Entries supplied —
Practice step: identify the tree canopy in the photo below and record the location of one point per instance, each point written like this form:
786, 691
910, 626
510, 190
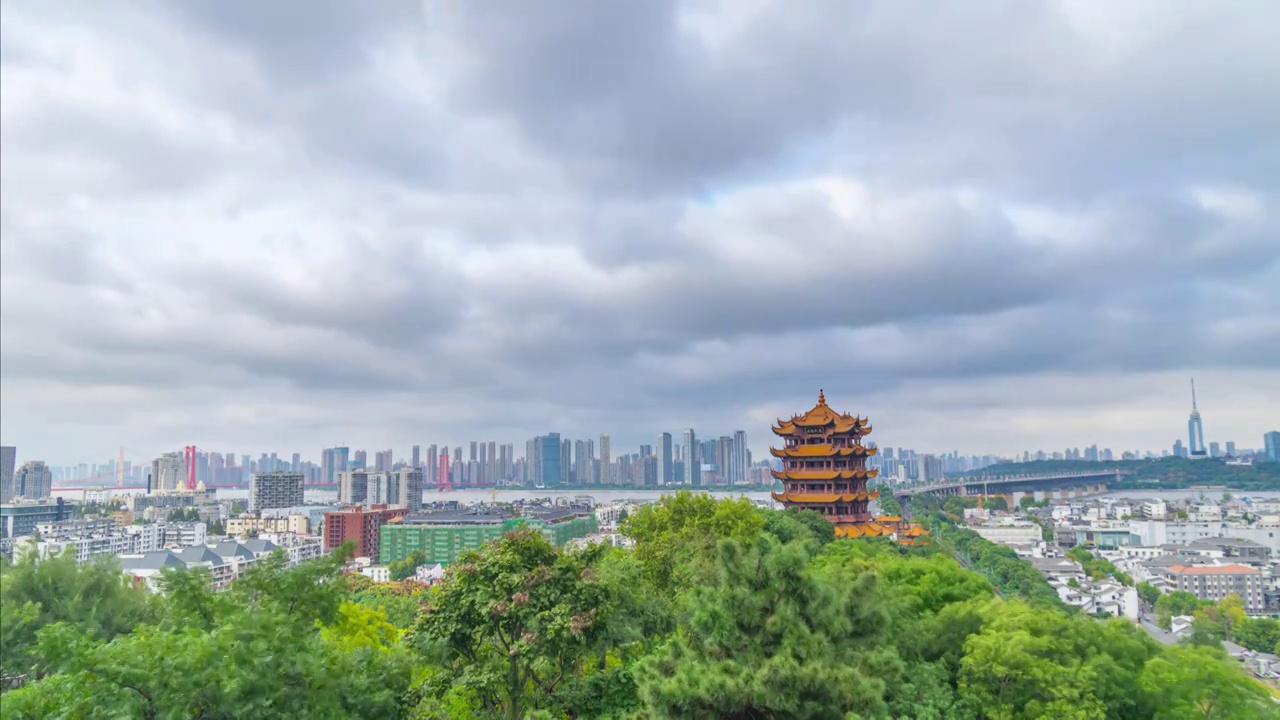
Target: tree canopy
720, 610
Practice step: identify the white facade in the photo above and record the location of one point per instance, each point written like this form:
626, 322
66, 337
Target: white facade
1009, 533
1164, 532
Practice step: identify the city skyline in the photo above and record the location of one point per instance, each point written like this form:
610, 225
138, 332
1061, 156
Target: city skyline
412, 226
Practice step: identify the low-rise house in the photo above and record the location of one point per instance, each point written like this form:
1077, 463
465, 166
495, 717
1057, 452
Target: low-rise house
1061, 569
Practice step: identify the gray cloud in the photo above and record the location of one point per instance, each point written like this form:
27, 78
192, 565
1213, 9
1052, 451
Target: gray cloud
428, 222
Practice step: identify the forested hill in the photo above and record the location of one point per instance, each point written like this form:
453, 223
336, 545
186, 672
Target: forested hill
721, 610
1169, 473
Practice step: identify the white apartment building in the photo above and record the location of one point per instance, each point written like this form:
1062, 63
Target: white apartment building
255, 523
1215, 582
1153, 509
1182, 532
181, 534
274, 490
1009, 532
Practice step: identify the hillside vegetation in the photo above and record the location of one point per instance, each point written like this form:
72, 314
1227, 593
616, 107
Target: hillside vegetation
721, 610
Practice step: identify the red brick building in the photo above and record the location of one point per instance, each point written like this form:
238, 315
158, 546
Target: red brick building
359, 524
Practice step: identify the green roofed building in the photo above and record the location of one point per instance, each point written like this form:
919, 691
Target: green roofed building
444, 536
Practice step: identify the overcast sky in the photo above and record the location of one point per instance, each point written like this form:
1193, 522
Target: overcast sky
988, 227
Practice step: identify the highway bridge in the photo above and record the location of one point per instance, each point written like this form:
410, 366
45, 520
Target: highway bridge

Prompt — From the records given above, reproduce all text exactly and exclude each picture.

Written reply —
Practice step: identify the tree canopy in the photo below and record the location of one point per instance, each point written like this form:
786, 691
910, 626
510, 190
Target: tree canopy
720, 610
Practice step: identify the white facade in the photo above and record the location of one point per instance, each point written like this form:
626, 322
66, 337
Target: white facade
1009, 533
1164, 532
Practice step: identify the city skyline in the photo above and record the location of one point per instance, each point written like this form:
610, 225
138, 332
1061, 156
Target: city skyline
412, 226
Practice step: identify the low-rise house in the photo above and record the location of one point per instance, each point written like this form:
1077, 463
465, 166
495, 717
1057, 452
Target: low-rise house
1061, 569
Practice step: identify the gray cloud in the photo above and record the location of one point per instance, each point written like this form:
27, 78
192, 565
1213, 9
1052, 451
Target: gray cloud
428, 222
Practice step: identify the forested hill in the photo above and record the location of one point per instance, each point written like this form:
453, 223
336, 545
186, 672
Target: forested hill
721, 610
1169, 473
Practice step: identify the white apartment building in the photo above and record the location of one point per instance, each point written like this form:
1062, 63
Target: white apartment building
255, 523
1215, 582
1153, 509
1182, 532
181, 534
274, 490
1009, 532
Practice step: identify the hillside vegetation in the photo above and record the location of one point per instance, each point written like this form:
72, 314
1227, 593
616, 107
Target: hillside vegetation
721, 610
Practice step: identify the red brick building in the photo above and record the location of one point per instance, each point written like this form:
238, 315
158, 546
Target: red brick building
359, 524
Practice step: identify the green roofed building in the photo above and record the location of one point per instance, each point written like this form:
919, 691
Target: green roofed building
444, 536
Practice step: identify the overcast sky in the photo above and record the location of one point per instance, each point written like this form:
1193, 522
Target: overcast sky
988, 227
Practice step: identify the highway bridge in the photo above and record the location of one point per instance, each point written like this form:
410, 366
45, 520
Target: highway bridge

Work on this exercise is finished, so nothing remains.